Apart from the images, every record below must be given again without alteration.

Natural language region descriptions
..............................

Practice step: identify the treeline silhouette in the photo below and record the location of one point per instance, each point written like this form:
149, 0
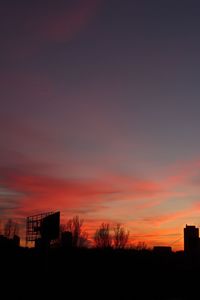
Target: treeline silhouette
110, 270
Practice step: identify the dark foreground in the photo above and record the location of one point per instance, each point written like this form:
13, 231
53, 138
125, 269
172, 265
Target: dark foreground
98, 274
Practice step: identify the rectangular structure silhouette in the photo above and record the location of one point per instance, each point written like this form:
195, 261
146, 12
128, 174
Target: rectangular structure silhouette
191, 238
44, 226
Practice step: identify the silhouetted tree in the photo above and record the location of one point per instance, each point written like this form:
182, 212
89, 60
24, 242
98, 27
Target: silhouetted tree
120, 237
11, 229
79, 237
103, 237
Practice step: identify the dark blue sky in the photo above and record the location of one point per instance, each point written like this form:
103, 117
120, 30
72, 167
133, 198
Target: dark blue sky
102, 92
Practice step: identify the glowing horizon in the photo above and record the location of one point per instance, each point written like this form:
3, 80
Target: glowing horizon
99, 114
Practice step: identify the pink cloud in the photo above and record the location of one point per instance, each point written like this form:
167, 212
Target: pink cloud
64, 25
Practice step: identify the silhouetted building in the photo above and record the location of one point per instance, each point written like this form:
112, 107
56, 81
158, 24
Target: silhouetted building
162, 249
191, 238
9, 243
43, 228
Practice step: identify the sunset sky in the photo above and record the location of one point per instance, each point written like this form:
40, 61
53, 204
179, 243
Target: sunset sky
100, 113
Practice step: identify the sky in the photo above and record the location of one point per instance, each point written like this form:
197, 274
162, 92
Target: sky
99, 113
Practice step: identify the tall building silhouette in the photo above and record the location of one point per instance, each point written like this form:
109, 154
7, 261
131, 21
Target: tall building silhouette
191, 238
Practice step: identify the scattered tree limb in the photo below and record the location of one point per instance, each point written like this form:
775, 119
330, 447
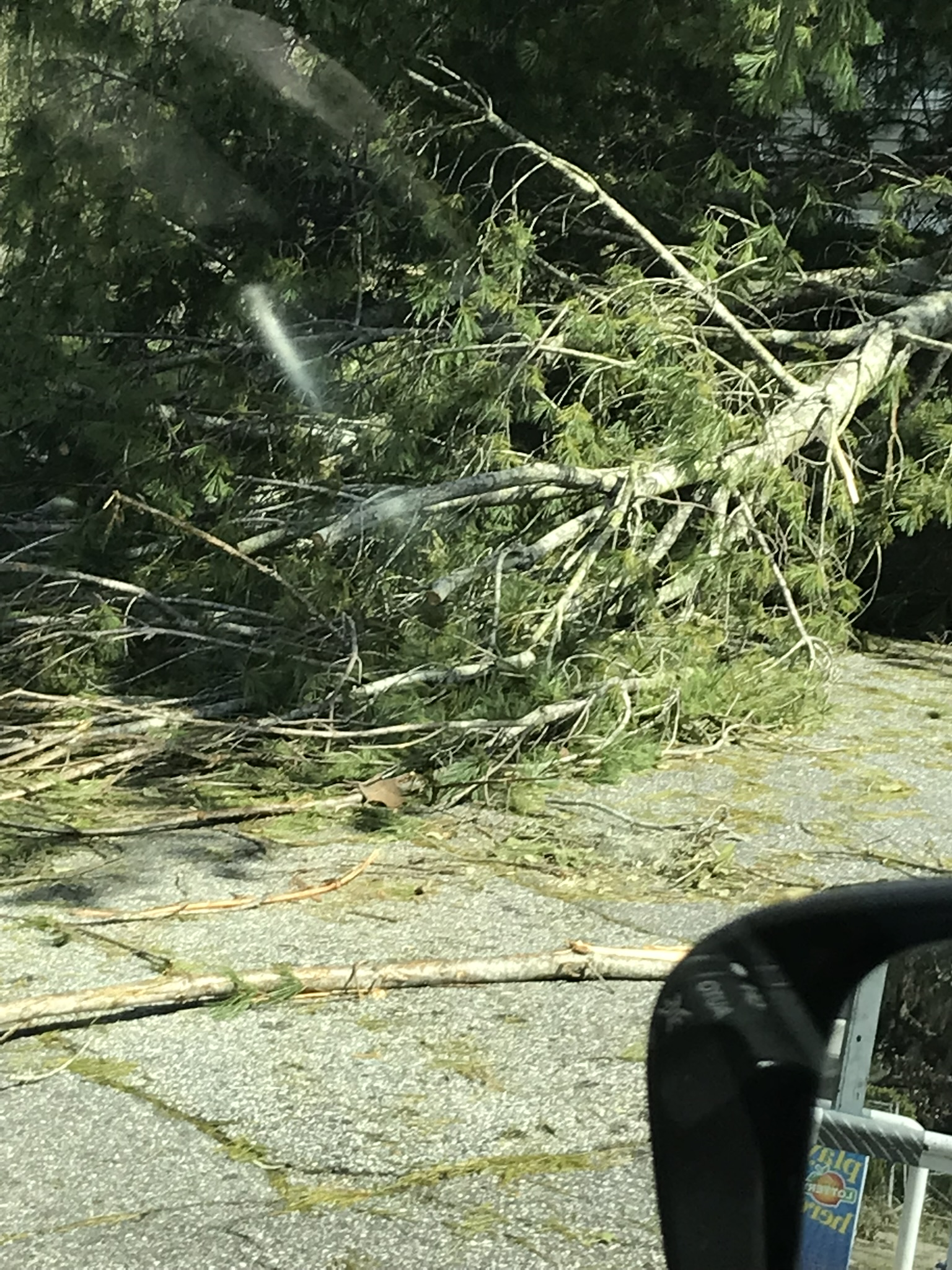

..............................

SOLUTION BELOW:
Practice step: identify the treeline silhouette in the photo below and record the location of one point per instance, each point written like this form:
149, 0
Target: treeline silhouette
110, 270
Practice step: identify the dark foreground in the photo above and record the location of one point per instance, each point written like this form:
13, 231
53, 138
125, 269
172, 265
Target: dark foreground
98, 274
Practice step: identify the rectangular structure silhouette in the photo above and record the location of one point per instance, each point written like this form:
195, 261
146, 12
128, 174
Target: rectangular structure silhouette
191, 238
44, 226
Practice step: identify the silhouetted tree in the photo above and record the location of one point per instance, each point written like this form:
182, 212
89, 60
24, 242
98, 27
Target: silhouetted tree
120, 237
11, 229
79, 237
103, 237
Practice step: identify the dark blue sky in the photo above and record the location of one point per instance, each point written like this form:
103, 117
120, 30
72, 167
133, 198
Target: dark blue sky
102, 92
Practice step: identify the glowing horizon in the photo above and record the location of one point per instance, each point written like this form:
3, 80
Target: glowing horizon
99, 114
Practice step: identify the pink cloud in the photo above and record the location of one point per instance, each point written like this form:
167, 212
Target: pink cloud
64, 25
Practice step: identify the silhouetted building in the photo above and record the location of one point per instance, each point written like this form:
112, 107
56, 81
158, 24
Target: silhouetted building
162, 249
191, 238
9, 243
43, 228
Practice step: identify the sunset sky in the photo above and record the location of one point per instance, each point written like this form:
40, 61
53, 204
179, 243
Target: sunset sky
100, 113
Practice step: identify the sky in the photo above and record the location of one point per instance, each point written like this form:
197, 274
162, 92
Target: sky
99, 113
Practice step: identify the tall building silhouette in the photo above and record the location of one point per instance, each point written like this form:
109, 154
7, 261
131, 21
Target: tall building silhouette
191, 238
Practice step: identify the scattered tree limb in the photo below and record the location of one point per instance, each point written like this form:
775, 119
330, 447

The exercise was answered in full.